I wasn't responding to your wider political point - just to your incredulity at the distinction Motability makes between the two. I wasn't either saying I disagree, or that I agree; I'm not entirely sure I understand. For the record, I currently drive a similarly large car which is similarly adapted to carry a similarly large wheelchair, although I had to choose to not have any rear passenger seats as I couldn't afford one large enough to have passenger seats, and so my PA and assistance dog share the one front seat. I'm in the process of transferring to a WAV, as I can't manage the transfers and getting my chair in/out myself, anymore, and I need much more extensive and also expensive driving adaptations.

As far as I'm aware Motability provides grants, means tested, towards people getting the cheapest solution that meets their needs - whether that is a WAV, or a heavily adapted non-WAV, or whatever. People can ungrade to things they don't need (like your sunroof) or to things that they are not deemed to need but do (Motability usually only allows one seat, plus one driver seat, in their complex drive-from-wheelchair vehicles, for instance, as one 'carer' and the driver is all that they deem to be 'needed', and I know sometimes they are understanding of people needing control of heating/aircon for disability reasons and sometimes are not so understanding etc). I don't see what the definition of a WAV has to do with it, except perhaps that the adaptations for WAV's need quite different regulation, for example about crash safety, as travelling in a wheelchair is a modification to the original manufacturer design, and I do think that it's really disturbing that many of them aren't crash tested, wheelchairs can fail when they're deemed 'transport ready' and all in it's the sort of thing that would be totally unaccepted in the mass car market where NCAP stuff is one of the primary considerations. I've got no problem with them including your vehicle in the definition of a WAV, but they would still then need something to call a vehicle for people travelling in the wheelchair; another acronym. I think your set-up (and mine, currently) is fairly well served by 'adapted vehicle' and the distinction is clear; I don't see what widening the definition of WAV would do, except require a new definition for what used to be called a WAV?

Dataset rows on where objects appear:

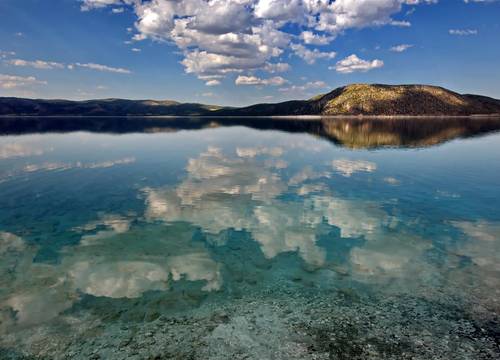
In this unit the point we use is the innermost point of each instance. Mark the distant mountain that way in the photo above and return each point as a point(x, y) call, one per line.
point(357, 99)
point(106, 107)
point(363, 99)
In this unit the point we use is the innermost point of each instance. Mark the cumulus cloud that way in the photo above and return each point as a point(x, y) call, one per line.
point(353, 63)
point(253, 80)
point(213, 82)
point(6, 54)
point(253, 33)
point(278, 67)
point(463, 32)
point(105, 68)
point(311, 38)
point(13, 81)
point(37, 64)
point(310, 56)
point(305, 87)
point(401, 48)
point(349, 167)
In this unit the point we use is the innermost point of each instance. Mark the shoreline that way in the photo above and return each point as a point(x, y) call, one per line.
point(298, 117)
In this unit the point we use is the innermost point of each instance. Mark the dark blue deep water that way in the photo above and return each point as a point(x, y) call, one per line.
point(326, 241)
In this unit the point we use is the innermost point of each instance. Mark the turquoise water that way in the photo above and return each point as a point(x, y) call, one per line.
point(244, 243)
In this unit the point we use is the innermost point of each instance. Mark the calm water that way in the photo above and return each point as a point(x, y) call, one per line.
point(340, 239)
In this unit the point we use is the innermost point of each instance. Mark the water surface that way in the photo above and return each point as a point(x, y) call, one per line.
point(249, 238)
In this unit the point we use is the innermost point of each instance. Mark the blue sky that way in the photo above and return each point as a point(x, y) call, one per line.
point(237, 52)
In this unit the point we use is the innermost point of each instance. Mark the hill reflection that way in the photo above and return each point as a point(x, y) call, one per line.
point(348, 132)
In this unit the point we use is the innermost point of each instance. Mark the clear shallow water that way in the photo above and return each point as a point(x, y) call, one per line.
point(233, 242)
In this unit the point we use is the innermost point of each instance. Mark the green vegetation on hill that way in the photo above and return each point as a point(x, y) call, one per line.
point(357, 99)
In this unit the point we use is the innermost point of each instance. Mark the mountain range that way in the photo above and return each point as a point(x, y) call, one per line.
point(356, 99)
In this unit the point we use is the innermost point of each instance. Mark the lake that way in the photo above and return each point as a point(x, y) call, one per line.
point(154, 238)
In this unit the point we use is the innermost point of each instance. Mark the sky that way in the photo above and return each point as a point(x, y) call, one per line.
point(240, 52)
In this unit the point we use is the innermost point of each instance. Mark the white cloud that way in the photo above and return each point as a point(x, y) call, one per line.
point(310, 56)
point(305, 87)
point(278, 67)
point(401, 48)
point(95, 4)
point(311, 38)
point(350, 167)
point(37, 64)
point(253, 33)
point(253, 80)
point(213, 82)
point(402, 23)
point(463, 32)
point(6, 54)
point(12, 81)
point(353, 64)
point(105, 68)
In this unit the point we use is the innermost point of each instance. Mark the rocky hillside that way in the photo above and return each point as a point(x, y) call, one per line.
point(358, 99)
point(363, 99)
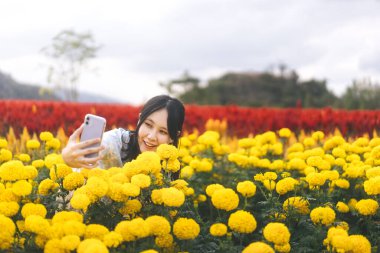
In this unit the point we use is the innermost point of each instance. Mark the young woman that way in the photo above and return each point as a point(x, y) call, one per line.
point(160, 122)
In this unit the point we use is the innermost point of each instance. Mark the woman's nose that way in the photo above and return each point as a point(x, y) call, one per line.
point(152, 135)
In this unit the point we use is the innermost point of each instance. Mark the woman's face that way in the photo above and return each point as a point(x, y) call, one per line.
point(154, 131)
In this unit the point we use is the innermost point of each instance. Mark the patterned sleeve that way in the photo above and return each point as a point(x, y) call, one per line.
point(111, 154)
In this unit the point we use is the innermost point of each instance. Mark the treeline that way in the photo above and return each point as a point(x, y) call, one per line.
point(269, 89)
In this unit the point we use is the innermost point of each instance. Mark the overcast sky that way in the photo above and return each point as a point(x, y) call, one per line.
point(147, 42)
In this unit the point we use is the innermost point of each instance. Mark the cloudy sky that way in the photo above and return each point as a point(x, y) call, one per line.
point(147, 42)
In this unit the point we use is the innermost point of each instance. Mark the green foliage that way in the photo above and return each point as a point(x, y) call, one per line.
point(70, 52)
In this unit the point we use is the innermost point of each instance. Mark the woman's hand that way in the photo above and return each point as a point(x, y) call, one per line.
point(74, 152)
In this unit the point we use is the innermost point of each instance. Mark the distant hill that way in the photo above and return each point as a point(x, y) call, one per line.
point(11, 89)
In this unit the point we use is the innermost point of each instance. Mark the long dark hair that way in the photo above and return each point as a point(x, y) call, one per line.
point(176, 117)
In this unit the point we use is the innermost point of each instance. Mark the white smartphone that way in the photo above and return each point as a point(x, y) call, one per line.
point(94, 127)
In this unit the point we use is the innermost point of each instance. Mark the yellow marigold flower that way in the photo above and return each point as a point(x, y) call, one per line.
point(367, 207)
point(3, 143)
point(53, 143)
point(277, 233)
point(53, 159)
point(205, 165)
point(339, 152)
point(314, 161)
point(308, 142)
point(141, 180)
point(97, 186)
point(33, 209)
point(22, 188)
point(8, 230)
point(70, 242)
point(125, 230)
point(131, 190)
point(96, 231)
point(73, 227)
point(5, 155)
point(187, 172)
point(151, 161)
point(360, 244)
point(7, 195)
point(375, 153)
point(277, 165)
point(372, 172)
point(322, 215)
point(225, 199)
point(372, 186)
point(246, 188)
point(80, 201)
point(242, 222)
point(186, 229)
point(38, 163)
point(210, 189)
point(258, 247)
point(73, 181)
point(342, 183)
point(156, 196)
point(46, 186)
point(112, 239)
point(269, 184)
point(171, 165)
point(54, 245)
point(343, 225)
point(334, 231)
point(159, 225)
point(330, 174)
point(24, 157)
point(132, 206)
point(46, 136)
point(60, 171)
point(36, 224)
point(164, 241)
point(218, 229)
point(284, 133)
point(297, 164)
point(139, 228)
point(341, 243)
point(172, 197)
point(92, 245)
point(286, 185)
point(63, 216)
point(167, 151)
point(315, 179)
point(298, 204)
point(342, 207)
point(54, 231)
point(284, 248)
point(9, 209)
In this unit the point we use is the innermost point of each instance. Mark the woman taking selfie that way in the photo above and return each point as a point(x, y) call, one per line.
point(160, 122)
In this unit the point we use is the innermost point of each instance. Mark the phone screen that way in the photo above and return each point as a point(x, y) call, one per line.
point(93, 128)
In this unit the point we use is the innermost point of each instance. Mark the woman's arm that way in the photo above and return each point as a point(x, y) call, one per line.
point(74, 152)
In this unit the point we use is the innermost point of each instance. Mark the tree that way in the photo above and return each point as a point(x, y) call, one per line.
point(362, 94)
point(70, 53)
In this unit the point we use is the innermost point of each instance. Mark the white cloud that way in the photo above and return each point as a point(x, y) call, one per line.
point(147, 42)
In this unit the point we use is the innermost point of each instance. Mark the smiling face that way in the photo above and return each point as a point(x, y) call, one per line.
point(154, 131)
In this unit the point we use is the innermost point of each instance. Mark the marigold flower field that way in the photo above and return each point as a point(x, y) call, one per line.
point(278, 190)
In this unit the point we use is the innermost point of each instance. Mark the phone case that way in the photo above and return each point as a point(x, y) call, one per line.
point(93, 128)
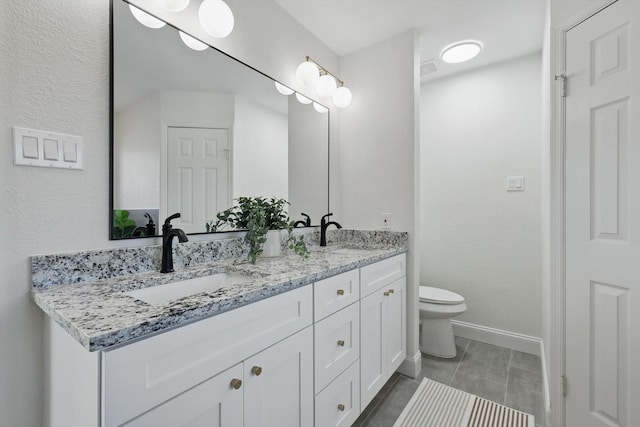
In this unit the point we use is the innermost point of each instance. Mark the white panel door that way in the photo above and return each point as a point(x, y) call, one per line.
point(198, 184)
point(213, 403)
point(278, 388)
point(603, 219)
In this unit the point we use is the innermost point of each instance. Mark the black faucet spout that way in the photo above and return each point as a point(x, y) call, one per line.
point(323, 228)
point(168, 233)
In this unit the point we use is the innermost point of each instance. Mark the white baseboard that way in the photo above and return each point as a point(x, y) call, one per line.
point(412, 365)
point(510, 340)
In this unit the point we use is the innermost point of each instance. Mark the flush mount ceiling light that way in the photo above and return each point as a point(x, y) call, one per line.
point(174, 5)
point(283, 89)
point(145, 19)
point(461, 51)
point(193, 43)
point(216, 18)
point(310, 74)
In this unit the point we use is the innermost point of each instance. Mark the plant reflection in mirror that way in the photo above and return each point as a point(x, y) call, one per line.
point(257, 215)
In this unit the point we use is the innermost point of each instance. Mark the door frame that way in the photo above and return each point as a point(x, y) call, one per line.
point(557, 217)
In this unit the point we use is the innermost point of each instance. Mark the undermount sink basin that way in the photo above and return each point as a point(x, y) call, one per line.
point(171, 291)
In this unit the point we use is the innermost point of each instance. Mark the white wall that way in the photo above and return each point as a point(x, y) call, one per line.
point(54, 62)
point(379, 135)
point(260, 151)
point(477, 239)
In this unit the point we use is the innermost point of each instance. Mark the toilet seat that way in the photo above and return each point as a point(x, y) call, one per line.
point(439, 296)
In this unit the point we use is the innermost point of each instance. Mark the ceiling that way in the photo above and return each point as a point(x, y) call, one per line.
point(507, 28)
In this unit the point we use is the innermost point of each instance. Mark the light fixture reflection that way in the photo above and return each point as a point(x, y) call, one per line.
point(283, 89)
point(461, 52)
point(193, 43)
point(216, 18)
point(342, 97)
point(319, 108)
point(145, 19)
point(174, 5)
point(303, 99)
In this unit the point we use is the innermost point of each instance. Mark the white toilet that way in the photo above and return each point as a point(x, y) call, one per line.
point(437, 307)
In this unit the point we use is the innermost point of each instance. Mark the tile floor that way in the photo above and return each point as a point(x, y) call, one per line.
point(505, 376)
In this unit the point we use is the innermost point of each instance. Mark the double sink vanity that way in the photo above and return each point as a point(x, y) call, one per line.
point(284, 342)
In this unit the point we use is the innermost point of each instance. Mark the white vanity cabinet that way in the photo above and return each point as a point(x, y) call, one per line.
point(382, 324)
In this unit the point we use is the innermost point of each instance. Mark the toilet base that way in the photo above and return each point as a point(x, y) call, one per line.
point(437, 339)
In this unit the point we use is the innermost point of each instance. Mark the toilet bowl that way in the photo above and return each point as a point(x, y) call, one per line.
point(437, 307)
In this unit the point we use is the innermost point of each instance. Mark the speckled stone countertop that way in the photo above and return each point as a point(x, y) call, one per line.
point(98, 313)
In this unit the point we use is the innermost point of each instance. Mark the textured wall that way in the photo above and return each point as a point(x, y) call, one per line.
point(478, 239)
point(54, 75)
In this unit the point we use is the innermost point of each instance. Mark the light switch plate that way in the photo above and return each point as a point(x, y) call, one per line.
point(515, 183)
point(46, 149)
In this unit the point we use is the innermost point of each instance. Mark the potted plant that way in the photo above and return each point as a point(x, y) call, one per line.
point(259, 216)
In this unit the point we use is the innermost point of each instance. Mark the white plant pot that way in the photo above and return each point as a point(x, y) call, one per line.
point(273, 245)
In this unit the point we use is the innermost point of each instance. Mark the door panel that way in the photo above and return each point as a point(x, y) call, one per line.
point(603, 219)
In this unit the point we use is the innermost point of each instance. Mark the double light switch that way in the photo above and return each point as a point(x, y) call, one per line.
point(46, 149)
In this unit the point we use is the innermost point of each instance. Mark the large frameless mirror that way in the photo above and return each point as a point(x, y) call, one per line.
point(193, 130)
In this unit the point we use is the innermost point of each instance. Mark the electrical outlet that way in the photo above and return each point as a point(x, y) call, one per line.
point(386, 221)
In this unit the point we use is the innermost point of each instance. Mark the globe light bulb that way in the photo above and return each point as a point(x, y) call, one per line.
point(303, 99)
point(342, 97)
point(307, 74)
point(216, 18)
point(174, 5)
point(320, 108)
point(145, 19)
point(326, 85)
point(283, 89)
point(193, 43)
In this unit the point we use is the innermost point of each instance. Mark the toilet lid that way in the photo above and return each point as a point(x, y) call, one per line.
point(439, 296)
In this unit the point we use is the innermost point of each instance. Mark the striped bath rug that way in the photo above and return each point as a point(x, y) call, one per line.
point(437, 405)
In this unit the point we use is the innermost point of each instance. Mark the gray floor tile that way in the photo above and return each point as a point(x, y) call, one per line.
point(486, 361)
point(480, 386)
point(526, 361)
point(392, 404)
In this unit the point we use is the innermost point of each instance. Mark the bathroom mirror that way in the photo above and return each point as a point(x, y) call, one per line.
point(192, 130)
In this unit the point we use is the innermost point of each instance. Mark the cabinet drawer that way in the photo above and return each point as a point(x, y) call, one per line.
point(337, 344)
point(339, 404)
point(335, 293)
point(139, 376)
point(375, 276)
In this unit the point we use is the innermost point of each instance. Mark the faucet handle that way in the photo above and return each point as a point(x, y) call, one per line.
point(174, 216)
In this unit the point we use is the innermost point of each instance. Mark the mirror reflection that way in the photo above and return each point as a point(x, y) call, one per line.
point(193, 130)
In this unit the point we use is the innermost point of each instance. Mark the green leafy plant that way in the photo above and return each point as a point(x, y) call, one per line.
point(258, 215)
point(123, 226)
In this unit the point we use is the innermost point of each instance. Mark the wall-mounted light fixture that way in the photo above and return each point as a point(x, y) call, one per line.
point(310, 74)
point(215, 17)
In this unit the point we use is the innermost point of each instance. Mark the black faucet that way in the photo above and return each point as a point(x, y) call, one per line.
point(323, 228)
point(168, 233)
point(303, 222)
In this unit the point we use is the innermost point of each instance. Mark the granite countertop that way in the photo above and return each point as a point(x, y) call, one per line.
point(98, 313)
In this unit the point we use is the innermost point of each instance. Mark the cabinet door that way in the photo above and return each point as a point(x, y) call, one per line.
point(395, 324)
point(215, 402)
point(373, 355)
point(279, 384)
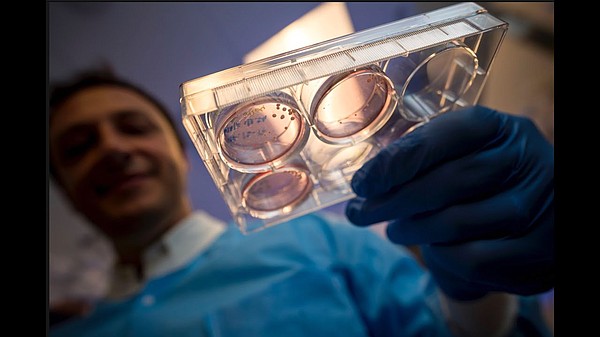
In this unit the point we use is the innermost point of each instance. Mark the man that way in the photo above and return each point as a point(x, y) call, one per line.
point(180, 272)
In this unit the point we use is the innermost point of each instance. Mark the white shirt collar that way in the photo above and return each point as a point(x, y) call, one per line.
point(192, 236)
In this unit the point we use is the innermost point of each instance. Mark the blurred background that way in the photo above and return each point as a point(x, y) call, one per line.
point(162, 44)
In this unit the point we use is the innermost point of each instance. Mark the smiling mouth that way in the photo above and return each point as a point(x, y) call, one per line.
point(122, 185)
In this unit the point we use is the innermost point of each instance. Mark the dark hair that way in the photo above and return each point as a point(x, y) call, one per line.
point(60, 92)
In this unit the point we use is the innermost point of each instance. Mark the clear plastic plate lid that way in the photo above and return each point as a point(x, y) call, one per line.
point(314, 115)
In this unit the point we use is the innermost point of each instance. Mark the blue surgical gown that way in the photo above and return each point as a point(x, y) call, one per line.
point(308, 277)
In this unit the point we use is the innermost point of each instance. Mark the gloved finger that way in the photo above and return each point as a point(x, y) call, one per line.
point(426, 146)
point(473, 177)
point(505, 214)
point(521, 265)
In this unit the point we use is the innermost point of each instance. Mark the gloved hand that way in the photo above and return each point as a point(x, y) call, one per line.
point(474, 188)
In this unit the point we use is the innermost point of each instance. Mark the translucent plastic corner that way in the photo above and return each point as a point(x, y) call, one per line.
point(282, 136)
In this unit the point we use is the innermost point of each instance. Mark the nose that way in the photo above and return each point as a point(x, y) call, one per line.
point(114, 148)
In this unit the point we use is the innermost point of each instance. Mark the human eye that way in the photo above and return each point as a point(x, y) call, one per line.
point(75, 144)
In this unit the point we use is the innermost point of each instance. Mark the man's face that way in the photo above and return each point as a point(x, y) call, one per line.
point(117, 158)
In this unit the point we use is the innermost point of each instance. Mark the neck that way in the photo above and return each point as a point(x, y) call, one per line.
point(149, 229)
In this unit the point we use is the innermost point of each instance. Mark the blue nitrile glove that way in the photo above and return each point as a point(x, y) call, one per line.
point(474, 188)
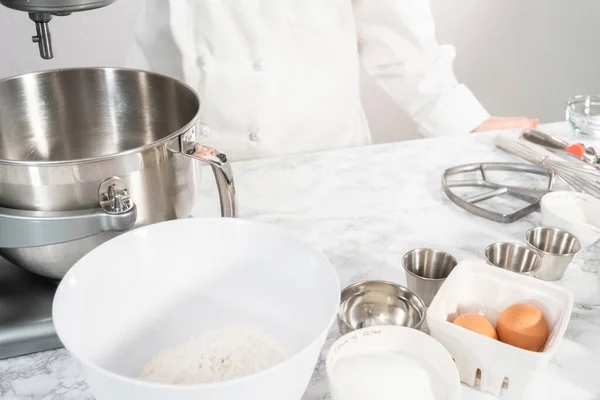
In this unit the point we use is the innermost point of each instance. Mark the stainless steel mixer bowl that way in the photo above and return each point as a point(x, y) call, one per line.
point(88, 153)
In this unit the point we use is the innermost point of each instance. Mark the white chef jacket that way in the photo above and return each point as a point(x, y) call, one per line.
point(282, 76)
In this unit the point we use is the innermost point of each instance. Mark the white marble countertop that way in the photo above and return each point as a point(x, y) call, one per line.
point(364, 208)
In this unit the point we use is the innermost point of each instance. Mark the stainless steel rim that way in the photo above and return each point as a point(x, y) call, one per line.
point(522, 246)
point(422, 277)
point(135, 150)
point(350, 328)
point(539, 228)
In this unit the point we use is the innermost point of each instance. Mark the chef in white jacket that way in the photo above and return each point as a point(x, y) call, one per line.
point(282, 76)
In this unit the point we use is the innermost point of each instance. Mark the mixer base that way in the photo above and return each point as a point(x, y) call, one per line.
point(25, 312)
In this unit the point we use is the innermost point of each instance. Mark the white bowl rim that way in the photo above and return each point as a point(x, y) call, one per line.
point(193, 387)
point(399, 329)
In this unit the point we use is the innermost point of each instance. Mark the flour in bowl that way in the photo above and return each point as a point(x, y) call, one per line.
point(216, 355)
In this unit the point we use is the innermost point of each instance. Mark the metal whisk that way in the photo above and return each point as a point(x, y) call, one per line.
point(578, 176)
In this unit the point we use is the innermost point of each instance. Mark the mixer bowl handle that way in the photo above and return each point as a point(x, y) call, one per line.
point(25, 228)
point(220, 166)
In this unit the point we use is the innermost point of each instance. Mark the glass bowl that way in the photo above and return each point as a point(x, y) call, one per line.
point(583, 113)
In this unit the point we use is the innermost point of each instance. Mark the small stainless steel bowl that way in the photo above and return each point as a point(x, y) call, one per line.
point(373, 303)
point(556, 249)
point(513, 257)
point(426, 271)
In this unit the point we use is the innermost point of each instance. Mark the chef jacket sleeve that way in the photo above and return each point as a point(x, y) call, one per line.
point(398, 47)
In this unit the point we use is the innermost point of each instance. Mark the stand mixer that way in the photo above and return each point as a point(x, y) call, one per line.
point(26, 299)
point(42, 11)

_Exercise set_
a: Quote the records from their first line through the line containing "point(237, 52)", including both of those lines. Omit the pictures.
b: Extend the post about Motability and wheelchair accessible vehicles, picking up after its last sentence.

_Outputs by task_
a:
In this unit the point we use is the innermost point of each instance. Mark the distant mountain that way in the photo above and return each point as a point(x, y) call, one per line.
point(357, 99)
point(106, 107)
point(363, 99)
In this unit the point we use is the innermost point of each instance. Mark the cumulus cloud that way in the photo above and return each point as a point(x, y) call, one per line.
point(353, 63)
point(253, 80)
point(213, 82)
point(6, 54)
point(253, 33)
point(278, 67)
point(463, 32)
point(105, 68)
point(311, 38)
point(13, 81)
point(37, 64)
point(310, 56)
point(305, 87)
point(401, 48)
point(349, 167)
In this unit the point we use is the innermost point of each instance. Mark the shoreline that way in the photo above and return each point as a point(x, y) call, one per line.
point(298, 117)
In this unit the point we use is the innermost point of each instance. Mark the dark blue deep water that way in the photo above and return each point as a point(x, y) call, one per line.
point(326, 241)
In this unit the point we use is the innermost point of each instance. Mark the turquoise water that way in the photo above and return each point as a point(x, y) call, one per line.
point(244, 243)
In this unit the point we use is the innermost point of each instance. Mark the calm water that way in the photo above and return each point as a point(x, y) call, one per line.
point(340, 239)
In this unit the point we use is the innermost point of each instance. Mark the water surface that way in the photo above and return each point as a point(x, y) call, one per line.
point(249, 238)
In this unit the point we use is the innermost point of each instance. Mark the blue sky that way in the photo above and return each point as a point(x, y) call, one per line.
point(237, 52)

b:
I'm sorry that you are having to pay over the odds for a vehicle that meets your needs. I entirely agree that Motability has, essentially, a monopoly on a large section of the market, and the vast majority of 'us' (by which I mean us people who can't use a standard car, be it new or second hand) are forced to go through them and abide by whatever rules/regs are put on them. I hope that you can find a good solution, including changing Motability rules, but I just don't see how defining your vehicle a WAV would achieve that.

Having reread it several times - are you making the simple point that vehicles with a high level of adaptation would be well served by a five year lease, like Motability do with their WAV's? Would you like a five year lease and feel that got you a better deal (I'm not sure if it would, esepcially as ime adaptations start failing more the longer they're in for... )? Motability also do three year lease nearly-new WAV's. Sometimes they'll allow extension of the lease; might that be worth negotiating or have you tried that already? You can also offer to purchase the vehicle, which might be a good option as the adaptations etc are already there? It is a mighty expensive business being disabled; my empathy and shared anger with you there - and they do 'pull a lot of strings' that we have little chance of getting hold of...

Esther - thanks for the further reply. My original post was written a year ago in response to David's article reporting the changes Motability introduced late last year - without warning - that in future they would only offer vehicles with a list price no greater than £25,000 for which they would expect a £2,000 cash contribution - before any conversion costs are added.

I don't think I have expressed any "incredulity" over the distinction that Motability make between a WAV that is a car with a ramp allowing a wheelchair to be driven in and a WAV that is a vehicle with a tail-lift or other adaptation that allows the wheelchair to be assisted on-board without the occupant. I think I have expressed my opinion that the distinction drawn is arbitrary and stupid.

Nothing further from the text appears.